**ACTIVITY**
Return verbatim every line from the first line of the data below to the line that contains "# test: identify the brown", inclusive, and no further.

**Dataset entries**
===

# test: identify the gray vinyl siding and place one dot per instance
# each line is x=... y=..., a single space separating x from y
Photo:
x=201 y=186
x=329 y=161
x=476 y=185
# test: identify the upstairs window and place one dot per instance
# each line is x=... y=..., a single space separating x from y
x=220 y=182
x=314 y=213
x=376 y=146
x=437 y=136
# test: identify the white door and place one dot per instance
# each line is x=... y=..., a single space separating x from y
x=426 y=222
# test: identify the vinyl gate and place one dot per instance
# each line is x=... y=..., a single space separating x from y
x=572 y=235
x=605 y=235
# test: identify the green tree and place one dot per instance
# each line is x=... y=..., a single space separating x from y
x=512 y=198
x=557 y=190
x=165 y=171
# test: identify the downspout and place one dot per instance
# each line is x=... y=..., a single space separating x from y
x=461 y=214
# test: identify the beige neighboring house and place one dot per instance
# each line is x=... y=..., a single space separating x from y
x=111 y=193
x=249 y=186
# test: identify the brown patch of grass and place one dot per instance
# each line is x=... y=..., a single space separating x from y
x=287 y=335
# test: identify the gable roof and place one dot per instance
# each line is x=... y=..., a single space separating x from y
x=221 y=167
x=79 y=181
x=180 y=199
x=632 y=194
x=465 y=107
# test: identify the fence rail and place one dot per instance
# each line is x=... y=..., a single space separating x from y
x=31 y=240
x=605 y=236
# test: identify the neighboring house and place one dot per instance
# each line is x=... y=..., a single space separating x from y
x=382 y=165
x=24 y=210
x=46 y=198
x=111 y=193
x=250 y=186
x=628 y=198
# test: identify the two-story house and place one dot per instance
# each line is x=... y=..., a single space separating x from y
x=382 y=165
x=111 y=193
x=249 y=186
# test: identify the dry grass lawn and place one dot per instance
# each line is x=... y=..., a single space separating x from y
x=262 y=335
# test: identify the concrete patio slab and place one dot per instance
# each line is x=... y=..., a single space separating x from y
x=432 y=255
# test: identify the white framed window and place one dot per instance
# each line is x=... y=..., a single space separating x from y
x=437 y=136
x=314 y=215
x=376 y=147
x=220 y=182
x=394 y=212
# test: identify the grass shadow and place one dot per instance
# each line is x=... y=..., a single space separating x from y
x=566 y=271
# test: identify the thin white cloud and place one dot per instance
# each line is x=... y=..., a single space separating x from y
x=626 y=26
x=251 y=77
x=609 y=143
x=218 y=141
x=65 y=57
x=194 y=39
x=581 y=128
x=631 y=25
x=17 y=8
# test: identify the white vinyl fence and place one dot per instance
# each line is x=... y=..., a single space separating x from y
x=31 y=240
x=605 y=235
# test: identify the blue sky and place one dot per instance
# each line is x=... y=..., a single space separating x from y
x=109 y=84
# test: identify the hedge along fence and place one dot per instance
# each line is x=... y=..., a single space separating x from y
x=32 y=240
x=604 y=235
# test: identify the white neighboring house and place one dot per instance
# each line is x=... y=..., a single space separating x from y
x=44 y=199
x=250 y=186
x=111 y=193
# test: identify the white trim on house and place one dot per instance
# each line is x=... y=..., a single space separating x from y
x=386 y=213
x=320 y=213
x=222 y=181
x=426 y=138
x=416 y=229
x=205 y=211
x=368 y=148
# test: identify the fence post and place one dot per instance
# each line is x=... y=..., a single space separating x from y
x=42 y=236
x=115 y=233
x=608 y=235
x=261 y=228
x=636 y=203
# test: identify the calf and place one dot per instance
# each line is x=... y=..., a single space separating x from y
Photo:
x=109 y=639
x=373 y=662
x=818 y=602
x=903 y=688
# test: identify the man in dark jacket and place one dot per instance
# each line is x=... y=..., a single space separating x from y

===

**EXERCISE RESPONSE**
# test: identify the gray vinyl siding and place one dot per instance
# each line is x=... y=..., a single space separating x from y
Photo:
x=201 y=186
x=329 y=161
x=476 y=185
# test: identify the upstairs window and place one dot per instance
# each line is x=... y=..., a single space separating x from y
x=220 y=182
x=314 y=213
x=376 y=146
x=437 y=136
# test: identify the white door and place one dot per instance
# each line is x=... y=..., a single space separating x from y
x=426 y=222
# test: identify the vinyl gate and place one dot per instance
# each line is x=... y=..., a single space separating x from y
x=572 y=235
x=605 y=235
# test: identify the green tree and place one dot per instance
# each line is x=... y=..., a single space separating x from y
x=512 y=198
x=557 y=190
x=165 y=171
# test: identify the downspout and place one dot per instance
# each line is x=... y=..., a single space separating x from y
x=461 y=214
# test: identify the beige neighboring house and place one dot per instance
# each line is x=... y=..., a single space separating x from y
x=111 y=193
x=249 y=186
# test: identify the brown patch of grass and place one dot per instance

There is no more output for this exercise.